◆ INSTRUCTIONS FOR THE TASK ◆
Please show each line of the data below that contains the string "lamp". Letter case counts.

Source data
* START *

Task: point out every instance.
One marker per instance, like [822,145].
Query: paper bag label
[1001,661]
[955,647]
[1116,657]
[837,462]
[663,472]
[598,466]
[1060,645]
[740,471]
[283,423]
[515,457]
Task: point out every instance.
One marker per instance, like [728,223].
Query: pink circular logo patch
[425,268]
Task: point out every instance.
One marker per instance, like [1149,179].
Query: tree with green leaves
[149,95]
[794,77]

* END *
* START *

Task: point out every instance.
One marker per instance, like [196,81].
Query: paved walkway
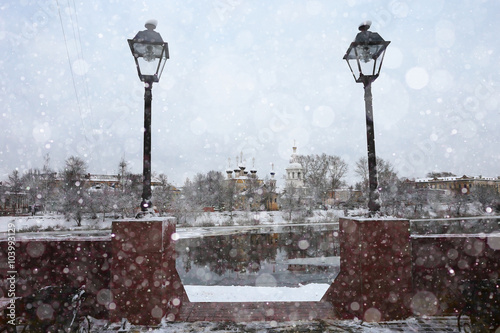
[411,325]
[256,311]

* END *
* START *

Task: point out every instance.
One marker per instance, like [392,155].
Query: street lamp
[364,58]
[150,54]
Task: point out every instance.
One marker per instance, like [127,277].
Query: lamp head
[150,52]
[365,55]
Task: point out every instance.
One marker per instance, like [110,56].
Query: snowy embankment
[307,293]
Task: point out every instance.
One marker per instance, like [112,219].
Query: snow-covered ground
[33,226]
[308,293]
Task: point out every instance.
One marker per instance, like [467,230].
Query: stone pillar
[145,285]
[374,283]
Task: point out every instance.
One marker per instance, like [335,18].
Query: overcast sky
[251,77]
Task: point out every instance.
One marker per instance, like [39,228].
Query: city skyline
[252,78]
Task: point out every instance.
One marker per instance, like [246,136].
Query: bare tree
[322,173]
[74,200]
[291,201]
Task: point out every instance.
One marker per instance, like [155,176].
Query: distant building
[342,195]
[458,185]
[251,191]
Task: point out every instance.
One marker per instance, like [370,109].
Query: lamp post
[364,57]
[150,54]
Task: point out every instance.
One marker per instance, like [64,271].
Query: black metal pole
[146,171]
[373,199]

* END *

◆ EXERCISE ANSWER ◆
Query: street lamp
Query: lamp head
Query: lamp post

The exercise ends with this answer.